Когда бой закончился, потери каждой стороны составляли 12 тысяч человек. Ли перешел обратно через Потомак на юг. Однако Мак-Клеллан не последовал за ним, хотя его шансы на уничтожение армии конфедератов Лонгстрит оценивал следующим образом: «Мы потерпели такое поражение, что к концу дня десять тысяч свежих войск северян могли бы захватить армию Ли и все, что у нее было. Но МакКлеллан не знал этого». У Мак-Клеллана было два солдата против каждого солдата противника, он имел полный перевес в артиллерии, ружьях и снабжении. В армии Мак-Клеллана на поверке откликнулось 93 тысячи человек, в то время как Ли вошел в долину Шенандоа с армией менее 40 тысяч.
Спустя десять дней после битвы у Антьетама Мак-Клеллан писал жене: «До сих пор я не услышал ни одного слова из Вашингтона по поводу битвы у Антьетама… кроме письма президента в следующих замечательных выражениях: «Получил ваше сообщение. Благослови вас бог и всех, кто с вами! Не можете ли вы уничтожить их раньше, чем они уйдут?» Ради своих собственных целей и личного удовлетворения Мак-Клеллан неправильно процитировал письмо президента. На самом деле Линкольн написал: «Благослови вас бог и всех, кто с вами. Если возможно, уничтожьте мятежную армию».
Конгрессмен Уильям Келли из Питсбурга явился в Белый дом и обсуждал с Линкольном сведения о том, что у Мак-Клеллана имелся резервный корпус в 30 тысяч человек под командованием Портера. Этот корпус совсем не вступал в бой и сохранил полностью все боеприпасы к концу битвы.
По словам Келли, Линкольн был медлителен и осторожен, когда сказал: «Я теперь сильнее в отношении потомакской армии, чем Мак-Клеллан. Верховенство гражданской власти восстановлено, и президент опять является хозяином положения. Войска знают, что если я допустил ошибку, заменив МакКлеллана Поупом, я сумел ее исправить, опять доверившись ему. Они знают также, что ни я, ни Стентон ничего не забирали у него в битве при Антьетаме и что виновато не правительство, а их бывший кумир, который, понеся огромные потери, не использовал всех имевшихся у него возможностей для разгрома противника и закончил великую битву вничью, в то время как если бы он бросил свежий корпус Портера и другие имевшиеся войска на армию Ли, он обязательно сбросил бы его армию, отступавшую в полном беспорядке, в реку и захватил бы большую ее часть еще до захода солнца».

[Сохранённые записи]

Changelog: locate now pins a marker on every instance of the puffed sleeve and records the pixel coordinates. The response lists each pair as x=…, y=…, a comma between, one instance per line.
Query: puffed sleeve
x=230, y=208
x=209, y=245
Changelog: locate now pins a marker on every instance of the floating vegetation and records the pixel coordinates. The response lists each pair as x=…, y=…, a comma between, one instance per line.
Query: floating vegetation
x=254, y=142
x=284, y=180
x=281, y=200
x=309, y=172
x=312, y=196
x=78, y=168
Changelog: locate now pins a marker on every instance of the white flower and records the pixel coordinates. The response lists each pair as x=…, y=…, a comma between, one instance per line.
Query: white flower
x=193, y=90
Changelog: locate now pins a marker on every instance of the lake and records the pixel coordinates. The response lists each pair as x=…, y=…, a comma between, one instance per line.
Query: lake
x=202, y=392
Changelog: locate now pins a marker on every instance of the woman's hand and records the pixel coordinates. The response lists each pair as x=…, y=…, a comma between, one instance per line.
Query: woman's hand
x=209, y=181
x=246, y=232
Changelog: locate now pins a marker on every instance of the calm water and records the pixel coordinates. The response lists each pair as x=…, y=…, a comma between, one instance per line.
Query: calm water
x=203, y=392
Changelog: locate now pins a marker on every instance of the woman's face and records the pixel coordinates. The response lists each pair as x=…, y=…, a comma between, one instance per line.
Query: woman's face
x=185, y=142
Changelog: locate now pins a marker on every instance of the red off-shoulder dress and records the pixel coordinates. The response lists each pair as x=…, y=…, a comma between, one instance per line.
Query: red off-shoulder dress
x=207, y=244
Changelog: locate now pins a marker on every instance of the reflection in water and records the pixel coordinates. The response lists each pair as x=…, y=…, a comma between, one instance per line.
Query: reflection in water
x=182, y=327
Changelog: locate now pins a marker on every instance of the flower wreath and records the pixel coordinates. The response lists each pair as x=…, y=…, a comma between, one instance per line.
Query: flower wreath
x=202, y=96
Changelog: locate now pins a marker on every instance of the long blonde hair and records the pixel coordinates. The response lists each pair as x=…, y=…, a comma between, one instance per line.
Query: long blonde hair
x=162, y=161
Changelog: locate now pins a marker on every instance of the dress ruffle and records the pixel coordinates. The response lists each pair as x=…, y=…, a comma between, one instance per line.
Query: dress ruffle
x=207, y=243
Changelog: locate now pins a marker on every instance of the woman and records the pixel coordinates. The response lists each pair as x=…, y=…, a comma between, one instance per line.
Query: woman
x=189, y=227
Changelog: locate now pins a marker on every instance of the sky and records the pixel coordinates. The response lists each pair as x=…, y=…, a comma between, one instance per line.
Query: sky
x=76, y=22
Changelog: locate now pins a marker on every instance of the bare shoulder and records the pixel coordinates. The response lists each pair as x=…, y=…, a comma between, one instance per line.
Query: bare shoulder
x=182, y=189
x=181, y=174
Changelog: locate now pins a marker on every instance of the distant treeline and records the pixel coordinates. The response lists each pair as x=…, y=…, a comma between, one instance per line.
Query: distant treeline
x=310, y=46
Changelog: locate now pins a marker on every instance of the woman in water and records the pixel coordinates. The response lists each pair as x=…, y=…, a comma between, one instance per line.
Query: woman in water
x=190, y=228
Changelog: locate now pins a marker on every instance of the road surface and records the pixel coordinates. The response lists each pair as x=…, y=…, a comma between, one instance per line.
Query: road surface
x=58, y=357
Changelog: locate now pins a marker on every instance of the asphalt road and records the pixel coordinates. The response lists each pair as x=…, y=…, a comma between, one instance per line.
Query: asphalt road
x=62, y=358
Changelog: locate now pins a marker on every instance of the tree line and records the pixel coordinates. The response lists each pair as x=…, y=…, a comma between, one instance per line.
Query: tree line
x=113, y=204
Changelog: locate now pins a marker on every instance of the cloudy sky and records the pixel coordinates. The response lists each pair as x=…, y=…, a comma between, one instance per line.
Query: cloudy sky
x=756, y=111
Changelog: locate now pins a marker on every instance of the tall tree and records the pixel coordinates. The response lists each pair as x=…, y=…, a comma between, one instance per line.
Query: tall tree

* [УСЛОВИЕ ЗАДАЧИ]: Перепишите без изменений часть текста о битве у Антьетама, начиная со слов «Спустя десять дней» и заканчивая словами «к концу битвы.».

* [ОТВЕТ]:
Спустя десять дней после битвы у Антьетама Мак-Клеллан писал жене: «До сих пор я не услышал ни одного слова из Вашингтона по поводу битвы у Антьетама… кроме письма президента в следующих замечательных выражениях: «Получил ваше сообщение. Благослови вас бог и всех, кто с вами! Не можете ли вы уничтожить их раньше, чем они уйдут?» Ради своих собственных целей и личного удовлетворения Мак-Клеллан неправильно процитировал письмо президента. На самом деле Линкольн написал: «Благослови вас бог и всех, кто с вами. Если возможно, уничтожьте мятежную армию».
Конгрессмен Уильям Келли из Питсбурга явился в Белый дом и обсуждал с Линкольном сведения о том, что у Мак-Клеллана имелся резервный корпус в 30 тысяч человек под командованием Портера. Этот корпус совсем не вступал в бой и сохранил полностью все боеприпасы к концу битвы.